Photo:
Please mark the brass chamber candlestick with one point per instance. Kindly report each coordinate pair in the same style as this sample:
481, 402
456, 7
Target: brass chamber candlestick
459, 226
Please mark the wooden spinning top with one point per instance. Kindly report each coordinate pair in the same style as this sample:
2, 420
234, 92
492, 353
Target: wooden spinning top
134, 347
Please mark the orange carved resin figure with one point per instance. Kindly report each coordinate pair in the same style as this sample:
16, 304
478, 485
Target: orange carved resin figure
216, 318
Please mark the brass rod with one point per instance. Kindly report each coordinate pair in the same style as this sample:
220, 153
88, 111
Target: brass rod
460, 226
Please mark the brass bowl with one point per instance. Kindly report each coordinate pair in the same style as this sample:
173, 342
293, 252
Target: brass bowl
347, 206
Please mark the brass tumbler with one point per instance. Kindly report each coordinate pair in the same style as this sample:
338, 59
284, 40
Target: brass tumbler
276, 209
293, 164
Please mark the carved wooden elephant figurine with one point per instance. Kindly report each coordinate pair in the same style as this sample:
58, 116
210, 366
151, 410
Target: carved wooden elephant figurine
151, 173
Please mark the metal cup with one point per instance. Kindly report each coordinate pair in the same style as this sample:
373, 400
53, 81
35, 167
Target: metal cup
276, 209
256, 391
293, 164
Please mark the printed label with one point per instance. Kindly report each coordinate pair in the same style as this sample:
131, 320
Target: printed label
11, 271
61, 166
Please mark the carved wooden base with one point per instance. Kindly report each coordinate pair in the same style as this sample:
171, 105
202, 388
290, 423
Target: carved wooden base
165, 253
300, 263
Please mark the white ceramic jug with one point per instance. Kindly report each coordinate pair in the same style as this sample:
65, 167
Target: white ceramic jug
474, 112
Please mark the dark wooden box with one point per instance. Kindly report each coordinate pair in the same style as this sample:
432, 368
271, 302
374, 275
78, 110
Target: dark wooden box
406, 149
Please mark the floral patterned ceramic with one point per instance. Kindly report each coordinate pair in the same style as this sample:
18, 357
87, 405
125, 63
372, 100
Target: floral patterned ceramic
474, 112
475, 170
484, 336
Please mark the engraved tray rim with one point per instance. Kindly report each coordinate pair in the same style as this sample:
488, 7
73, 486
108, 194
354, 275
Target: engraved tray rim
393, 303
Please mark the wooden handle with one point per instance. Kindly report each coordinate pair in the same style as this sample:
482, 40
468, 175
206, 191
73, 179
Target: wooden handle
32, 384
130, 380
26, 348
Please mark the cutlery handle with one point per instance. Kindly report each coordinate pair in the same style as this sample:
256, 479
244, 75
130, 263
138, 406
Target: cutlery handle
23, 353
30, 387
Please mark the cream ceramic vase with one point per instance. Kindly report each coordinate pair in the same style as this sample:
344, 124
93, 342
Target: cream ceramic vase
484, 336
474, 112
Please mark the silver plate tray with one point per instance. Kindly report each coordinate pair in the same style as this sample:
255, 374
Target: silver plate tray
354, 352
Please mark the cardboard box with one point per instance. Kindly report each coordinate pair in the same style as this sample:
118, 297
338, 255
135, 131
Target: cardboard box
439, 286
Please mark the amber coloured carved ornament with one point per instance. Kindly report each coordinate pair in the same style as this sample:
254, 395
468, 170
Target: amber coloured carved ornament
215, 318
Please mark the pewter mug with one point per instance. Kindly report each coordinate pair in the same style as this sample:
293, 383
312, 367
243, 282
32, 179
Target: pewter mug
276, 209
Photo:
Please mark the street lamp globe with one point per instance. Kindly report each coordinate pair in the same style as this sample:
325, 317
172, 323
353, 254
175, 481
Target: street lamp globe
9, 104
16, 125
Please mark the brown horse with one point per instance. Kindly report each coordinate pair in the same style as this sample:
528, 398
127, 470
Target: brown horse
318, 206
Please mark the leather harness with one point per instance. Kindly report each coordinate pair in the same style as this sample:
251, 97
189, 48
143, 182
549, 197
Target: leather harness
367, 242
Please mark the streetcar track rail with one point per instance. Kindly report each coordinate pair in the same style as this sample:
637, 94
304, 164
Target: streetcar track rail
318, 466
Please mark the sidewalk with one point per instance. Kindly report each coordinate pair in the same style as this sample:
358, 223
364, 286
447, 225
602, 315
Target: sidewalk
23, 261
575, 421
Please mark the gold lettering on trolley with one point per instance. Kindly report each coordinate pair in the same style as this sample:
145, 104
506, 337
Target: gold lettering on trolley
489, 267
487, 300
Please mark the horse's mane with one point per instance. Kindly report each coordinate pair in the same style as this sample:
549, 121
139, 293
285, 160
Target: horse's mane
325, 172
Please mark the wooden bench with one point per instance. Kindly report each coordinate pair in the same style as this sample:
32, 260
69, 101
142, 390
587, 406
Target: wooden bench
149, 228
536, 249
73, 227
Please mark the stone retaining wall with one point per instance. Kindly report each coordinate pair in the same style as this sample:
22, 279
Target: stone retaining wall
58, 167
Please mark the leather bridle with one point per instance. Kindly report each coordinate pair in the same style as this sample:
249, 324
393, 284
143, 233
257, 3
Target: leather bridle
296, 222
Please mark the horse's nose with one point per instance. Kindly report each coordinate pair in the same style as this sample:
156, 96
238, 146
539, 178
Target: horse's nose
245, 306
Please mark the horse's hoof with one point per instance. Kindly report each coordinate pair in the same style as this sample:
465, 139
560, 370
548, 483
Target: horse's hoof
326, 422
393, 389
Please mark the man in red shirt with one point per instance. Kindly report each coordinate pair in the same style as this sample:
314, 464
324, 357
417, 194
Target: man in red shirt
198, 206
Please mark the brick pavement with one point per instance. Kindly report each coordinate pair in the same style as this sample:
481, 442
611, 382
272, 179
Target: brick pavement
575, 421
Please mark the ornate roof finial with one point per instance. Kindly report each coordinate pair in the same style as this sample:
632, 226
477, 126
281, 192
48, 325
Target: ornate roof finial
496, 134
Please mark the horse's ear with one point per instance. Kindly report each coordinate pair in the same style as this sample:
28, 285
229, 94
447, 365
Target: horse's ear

**What is required:** Please quote all of the rows above word for word, keeping every line unchanged and in its original order.

**Answer for this exercise:**
Photo:
Please mark the brass chamber candlestick with one point per instance. Kindly report each coordinate pair in the same style as this sample:
481, 402
456, 7
Target: brass chamber candlestick
459, 226
Please mark the wooden spinning top with one point per instance. Kindly report each coordinate pair in the same style as this sample:
2, 420
234, 92
492, 353
Target: wooden spinning top
134, 347
Please mark the orange carved resin figure with one point per instance. Kindly report each coordinate pair in the same style as this sample:
16, 304
478, 485
Target: orange carved resin figure
216, 318
Please mark the brass rod with one point per instance. Kindly report each coordinate pair in the same style as this sample:
220, 153
88, 111
Target: brass rod
460, 226
Please mark the brass bowl with one point per instance. Kindly report each coordinate pair in the same style as this sample:
173, 342
293, 252
Target: brass bowl
347, 206
Please mark the brass tumbler with one point per instance. Kindly report each coordinate pair in the same style as this sample:
338, 59
284, 40
Target: brass tumbler
276, 209
293, 164
Please mark the carved wooden elephant figurine with one point per instance. Kindly report each coordinate pair in the same style as this sample:
58, 116
210, 366
151, 410
Target: carved wooden elephant figurine
151, 173
Please mark the metal cup with one point per instance. Kindly report each coordinate pair in the same style as this sample:
373, 400
53, 81
35, 167
Target: metal cup
276, 209
256, 391
293, 164
Please mark the printed label with one point per instance. Kindly report each coordinate pair in the same style as this sample:
131, 320
Target: printed label
11, 271
61, 166
Please mark the carved wooden base with one point per instance. Kindly report each coordinate pair in the same style as this sample:
171, 105
202, 388
290, 423
Target: carved wooden base
165, 253
300, 263
Please mark the white ceramic jug with one point per instance. Kindly report each coordinate pair in the same style as this sample:
65, 167
Target: white ceramic jug
474, 112
Please mark the dark wooden box with one point per instance. Kindly report each coordinate pair in the same style as this sample:
432, 368
271, 302
374, 275
78, 110
Target: dark wooden box
406, 149
Please mark the floral patterned ceramic with one point per instance. Kindly report each coordinate pair in the same style as this sample:
18, 357
87, 405
125, 63
372, 100
Target: floral patterned ceramic
474, 112
475, 170
484, 336
Please mark the engraved tray rim with one point per instance. Kindly report each coordinate pair in the same style as this sample:
488, 7
73, 486
108, 194
354, 275
Target: engraved tray rim
393, 303
Please mark the wooden handle with one point per instance. Kindly report each coordinate pair in the same style as this sample:
482, 40
468, 175
206, 191
73, 179
Target: wooden handle
32, 384
130, 380
26, 348
Please mark the cutlery handle with one point per instance. Kindly report each coordinate pair in the same style as this sample:
256, 479
244, 75
130, 263
138, 406
Target: cutlery handle
23, 353
30, 387
Please mark the cream ceramic vase with one point per instance. Kindly report each coordinate pair in the same style as this sample:
344, 124
93, 342
Target: cream ceramic vase
484, 336
474, 112
Please mark the silver plate tray with one point per instance. Kindly report each coordinate pair in the same style as this sample:
255, 374
Target: silver plate tray
354, 352
Please mark the cardboard box with one point per instance. Kindly report each coordinate pair in the same style as this sample:
118, 297
338, 255
135, 131
Target: cardboard box
439, 286
Please mark the amber coloured carved ornament with one point per instance. Kindly report each coordinate pair in the same style as this sample:
254, 395
468, 170
Target: amber coloured carved ornament
215, 318
Please mark the pewter mug with one point per instance. Kindly report each coordinate pair in the same style as this sample:
293, 383
312, 367
243, 282
32, 179
Target: pewter mug
276, 209
Photo:
Please mark the street lamp globe with one point per instance. Kindly report each coordinate pair in the same style as this sample:
325, 317
172, 323
353, 254
175, 481
Target: street lamp globe
9, 104
16, 125
Please mark the brown horse with one point per instance. Kindly report each coordinate pair in the same style as this sample:
528, 398
127, 470
Target: brown horse
318, 206
Please mark the leather harness with one point per instance. Kindly report each coordinate pair in the same style as this sample:
251, 97
189, 48
143, 182
549, 197
Target: leather harness
367, 242
Please mark the streetcar track rail with one point per instance. Kindly report each coordinate pair in the same style as this sample:
637, 94
304, 164
Target: streetcar track rail
318, 466
Please mark the sidewalk with one point per instance. Kindly report each coordinate pair in the same style as this sample:
358, 223
364, 286
447, 225
602, 315
Target: sidewalk
23, 261
575, 421
Please mark the gold lettering on trolley with one point per instance. Kindly report each coordinate pair in the same style as this sample:
145, 104
506, 337
Target: gold lettering on trolley
489, 267
487, 300
Please mark the horse's mane with one point per instance. Kindly report each coordinate pair in the same style as this sample:
549, 121
139, 293
285, 160
Target: horse's mane
325, 172
Please mark the wooden bench with one point per instance. Kindly report each coordinate pair in the same style as this sample:
32, 260
69, 101
142, 390
587, 406
Target: wooden bench
149, 228
536, 249
73, 227
Please mark the stone retaining wall with one point per instance. Kindly report each coordinate pair in the same style as this sample:
22, 279
Target: stone retaining wall
58, 167
Please mark the leather bridle with one point per instance. Kindly report each coordinate pair in the same style as this sample:
249, 324
393, 284
143, 233
257, 3
Target: leather bridle
296, 222
Please mark the horse's nose with one point per instance. Kindly report each coordinate pair in the same style as this sample:
156, 96
238, 146
539, 178
Target: horse's nose
245, 306
Please mark the horse's hoof with one point per instance. Kindly report each coordinate pair in the same style as this sample:
465, 139
560, 370
548, 483
Target: horse's hoof
326, 422
393, 389
Please mark the man in red shirt with one point per instance. Kindly report each coordinate pair in the same style as this sample:
314, 464
324, 357
417, 194
Target: man in red shirt
198, 206
Please mark the brick pavement with one point per instance. Kindly report each coordinate pair in the same style as this sample:
481, 442
611, 382
272, 179
Target: brick pavement
575, 421
Please mark the ornate roof finial with one point per instance. Kindly report each coordinate pair in the same style as this sample:
632, 226
477, 126
281, 192
48, 325
Target: ornate roof finial
496, 134
Please mark the horse's ear with one point per instance. Kindly report each coordinate pair in the same style as this sample:
28, 285
229, 94
447, 365
Target: horse's ear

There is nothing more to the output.